──────── Stored records ────────

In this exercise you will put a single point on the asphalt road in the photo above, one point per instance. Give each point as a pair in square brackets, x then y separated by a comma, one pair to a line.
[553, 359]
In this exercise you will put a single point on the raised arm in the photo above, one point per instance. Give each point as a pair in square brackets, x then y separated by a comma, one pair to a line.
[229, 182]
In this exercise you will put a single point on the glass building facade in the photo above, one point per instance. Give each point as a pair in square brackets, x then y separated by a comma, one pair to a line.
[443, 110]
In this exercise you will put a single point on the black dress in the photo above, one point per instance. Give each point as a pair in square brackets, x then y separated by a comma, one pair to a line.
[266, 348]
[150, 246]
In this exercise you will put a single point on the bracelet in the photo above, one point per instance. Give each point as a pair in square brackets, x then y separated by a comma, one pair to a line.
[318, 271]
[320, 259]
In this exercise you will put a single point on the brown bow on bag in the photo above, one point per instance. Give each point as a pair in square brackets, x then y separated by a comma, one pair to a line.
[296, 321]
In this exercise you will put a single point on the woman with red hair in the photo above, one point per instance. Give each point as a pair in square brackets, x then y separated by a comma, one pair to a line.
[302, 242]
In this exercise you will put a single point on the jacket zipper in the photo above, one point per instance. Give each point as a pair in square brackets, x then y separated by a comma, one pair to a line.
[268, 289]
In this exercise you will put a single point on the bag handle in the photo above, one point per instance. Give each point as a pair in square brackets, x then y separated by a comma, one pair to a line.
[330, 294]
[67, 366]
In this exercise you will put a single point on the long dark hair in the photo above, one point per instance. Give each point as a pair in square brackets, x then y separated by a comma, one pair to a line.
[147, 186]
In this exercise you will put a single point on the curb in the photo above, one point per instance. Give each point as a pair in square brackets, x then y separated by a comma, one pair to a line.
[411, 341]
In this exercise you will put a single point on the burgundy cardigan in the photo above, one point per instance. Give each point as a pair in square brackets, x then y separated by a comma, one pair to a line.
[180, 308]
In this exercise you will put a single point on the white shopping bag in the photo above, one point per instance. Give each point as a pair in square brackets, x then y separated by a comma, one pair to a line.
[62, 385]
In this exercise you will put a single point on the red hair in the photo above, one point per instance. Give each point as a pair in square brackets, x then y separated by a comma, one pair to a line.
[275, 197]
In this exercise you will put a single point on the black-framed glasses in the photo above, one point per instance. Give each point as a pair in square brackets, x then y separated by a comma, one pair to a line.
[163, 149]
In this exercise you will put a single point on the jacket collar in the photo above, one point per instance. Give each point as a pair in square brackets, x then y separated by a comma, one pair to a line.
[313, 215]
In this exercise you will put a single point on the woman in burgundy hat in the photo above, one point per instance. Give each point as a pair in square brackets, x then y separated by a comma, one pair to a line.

────────

Reproduce all of the material above word for word, line by line, with no changes.

# [Result of the task]
In this exercise you will put a single point on the asphalt road in the photo above, one point per instance. Give each point as a pair in square brackets, x then y separated by a comma, one pair to a line.
[553, 359]
In this exercise you will put a single point on the raised arm in the photo above, one point per instance. Give each point as a pair in square brackets, x then y separated by a comma, one pair to a line.
[229, 182]
In this exercise you will put a single point on the glass building facade in the photo above, one point per instance. Give each point as a pair in square brackets, x then y separated by a comma, one pair to a line.
[443, 110]
In this exercise you will put a single point on the black dress in the photo above, one point per instance. Give each point as a pair in square brackets, x then y separated by a comma, one pair to a line.
[266, 348]
[150, 246]
In this exercise you will put a single point on the bracelet in the photo above, one point per instance. Give each point as a pair in square brackets, x then y separated by a comma, one pair to a line.
[318, 271]
[320, 259]
In this exercise you will put a single point on the brown bow on bag in the photo above, one point per instance. Give each point as a pair in square brackets, x then y separated by a comma, one pair to a line.
[296, 321]
In this exercise you will put a single point on the woman with red hair in the photo above, one point per instance. Give each point as a pair in square brackets, x then y separated by a comma, one pair to a line.
[302, 242]
In this exercise you will put a single point on the jacket zipper in the photo above, one point per instance. Give each point as a pair in square brackets, x then y separated by a comma, one pair to a line.
[268, 289]
In this exercise you will put a single point on the bag handle in the photo above, one point per instance. Give each point as a pair in square brackets, x then y separated by a comma, one pair to a line.
[330, 294]
[67, 366]
In this exercise you will put a single point on the long dark hair in the photo above, one point per instance. Give each point as a pair in square brackets, x then y separated by a comma, one pair to a line.
[147, 186]
In this exercise you will put a single point on the curb in the photo above, one point per instance. Give each point as a pair in square brackets, x then y separated by a comma, one pair to a line.
[411, 341]
In this exercise you will put a single point on the burgundy cardigan in the photo above, one point per instance. Give each point as a pair in square brackets, x then y separated by a comma, one pair to a line.
[180, 308]
In this exercise you will put a single point on the white shopping bag in the photo above, one point per instance. Give each point as a pair in square brackets, x then y separated by a comma, one pair to a line.
[62, 385]
In this exercise you will put a single point on the red hair in the photo above, one point per instance. Give each point as a pair in square brackets, x then y separated by a comma, one pair to a line.
[275, 197]
In this exercise you will put a single point on the black-framed glasses in the photo above, one point per instance. Give each point as a pair in square brackets, x then y separated by a comma, one pair to a line.
[163, 149]
In this exercise you will put a single point on the jacket collar in the photo above, one point per instance. Give each point as a pair in square brackets, x then y separated by a comma, one pair to a line.
[313, 215]
In this exercise you will put a single point on the woman in burgundy hat in the photo above, one point per instance. Give each point as a pair in square brackets, x then y separated by a comma, one pair to a line.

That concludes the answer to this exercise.